Copy out the part of the records that opens with the line containing "Question 5: Provide the bounding box coordinates of the long" and closes with the line containing "200, 30, 285, 126", keeping every line, and shift each bounding box coordinate up by 12.

### Provided data
** start **

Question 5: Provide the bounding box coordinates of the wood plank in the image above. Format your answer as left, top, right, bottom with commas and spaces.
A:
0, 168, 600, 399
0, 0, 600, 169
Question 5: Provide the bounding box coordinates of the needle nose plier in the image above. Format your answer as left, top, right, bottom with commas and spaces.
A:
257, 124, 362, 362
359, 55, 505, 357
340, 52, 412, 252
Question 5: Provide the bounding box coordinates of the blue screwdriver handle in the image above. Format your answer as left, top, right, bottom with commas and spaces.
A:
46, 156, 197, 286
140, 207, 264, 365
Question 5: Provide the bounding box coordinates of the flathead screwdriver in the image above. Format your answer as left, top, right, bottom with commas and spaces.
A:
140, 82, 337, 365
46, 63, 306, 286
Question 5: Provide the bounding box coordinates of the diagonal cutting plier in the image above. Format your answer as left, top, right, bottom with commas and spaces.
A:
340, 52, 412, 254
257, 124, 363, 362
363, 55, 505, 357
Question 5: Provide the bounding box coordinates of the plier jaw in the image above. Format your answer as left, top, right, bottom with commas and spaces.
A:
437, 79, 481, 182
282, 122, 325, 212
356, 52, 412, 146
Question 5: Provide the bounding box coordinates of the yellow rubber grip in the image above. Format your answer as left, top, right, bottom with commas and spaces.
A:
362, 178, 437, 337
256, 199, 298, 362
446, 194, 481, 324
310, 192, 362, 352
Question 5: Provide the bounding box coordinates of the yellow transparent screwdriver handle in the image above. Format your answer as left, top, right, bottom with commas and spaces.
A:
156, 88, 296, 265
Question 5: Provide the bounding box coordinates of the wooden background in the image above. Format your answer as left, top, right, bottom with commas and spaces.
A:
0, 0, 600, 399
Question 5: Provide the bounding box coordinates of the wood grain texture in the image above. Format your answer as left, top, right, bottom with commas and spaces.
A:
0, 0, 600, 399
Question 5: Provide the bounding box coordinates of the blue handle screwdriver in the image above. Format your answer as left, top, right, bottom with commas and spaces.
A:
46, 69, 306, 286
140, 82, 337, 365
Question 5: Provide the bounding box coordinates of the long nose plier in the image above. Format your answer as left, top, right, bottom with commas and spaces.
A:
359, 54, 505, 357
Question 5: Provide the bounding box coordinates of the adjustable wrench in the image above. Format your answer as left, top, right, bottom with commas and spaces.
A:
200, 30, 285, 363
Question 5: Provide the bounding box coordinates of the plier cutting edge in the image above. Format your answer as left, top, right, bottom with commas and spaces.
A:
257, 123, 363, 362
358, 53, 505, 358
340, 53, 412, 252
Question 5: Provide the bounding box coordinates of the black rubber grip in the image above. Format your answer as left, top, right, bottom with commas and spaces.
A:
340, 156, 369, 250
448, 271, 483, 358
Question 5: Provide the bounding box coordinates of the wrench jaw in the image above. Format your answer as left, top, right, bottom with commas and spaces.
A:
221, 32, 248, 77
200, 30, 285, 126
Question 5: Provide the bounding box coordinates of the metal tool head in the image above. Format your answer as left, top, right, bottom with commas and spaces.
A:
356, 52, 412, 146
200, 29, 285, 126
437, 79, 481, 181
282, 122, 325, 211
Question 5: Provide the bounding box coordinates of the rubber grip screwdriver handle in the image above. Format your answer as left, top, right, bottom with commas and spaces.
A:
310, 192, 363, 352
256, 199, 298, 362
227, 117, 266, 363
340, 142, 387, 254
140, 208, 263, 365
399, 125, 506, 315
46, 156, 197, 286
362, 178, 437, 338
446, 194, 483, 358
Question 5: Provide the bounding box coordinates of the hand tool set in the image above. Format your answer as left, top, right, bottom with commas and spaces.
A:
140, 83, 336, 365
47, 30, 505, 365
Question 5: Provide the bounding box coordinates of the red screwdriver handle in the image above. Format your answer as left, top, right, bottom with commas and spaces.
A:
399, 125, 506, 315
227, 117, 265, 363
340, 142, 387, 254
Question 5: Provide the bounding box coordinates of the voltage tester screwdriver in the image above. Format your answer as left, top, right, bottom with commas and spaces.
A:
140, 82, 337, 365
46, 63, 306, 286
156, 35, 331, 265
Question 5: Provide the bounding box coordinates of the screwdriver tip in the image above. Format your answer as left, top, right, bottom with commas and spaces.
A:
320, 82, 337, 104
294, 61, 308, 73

** end **
** start **

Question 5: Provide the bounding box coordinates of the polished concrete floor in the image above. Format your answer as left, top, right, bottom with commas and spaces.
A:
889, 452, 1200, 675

** end **

### Written answer
Question 5: Provide the bounding box coordinates of the long nose plier in the image above. Format your answer as left, top, right, bottom with commas and spaces.
A:
371, 66, 517, 369
Question 5: Provide the bounding box coordinates of the adjustable wrench in the image above. Format your answer as left, top, right, bottom with commas and spaces.
A:
212, 42, 297, 375
Question 5: Provide the bounding box coordinates of the plier cutting edge in the image above. Format your answer as left, top, right, bottom with commas and spaces.
A:
269, 135, 375, 374
370, 65, 517, 370
352, 65, 424, 264
Question 5: Provide the bounding box coordinates of the black rubber grip in the image above. Format your answer as left, top, right, bottom with commas and spaces.
A:
352, 168, 381, 262
460, 283, 495, 370
Question 5: Provide the bounding box coordinates of the wrench jaw in the image above. Format your answer as left, top, right, bottom with commas and spaces.
A:
233, 44, 260, 89
212, 42, 297, 138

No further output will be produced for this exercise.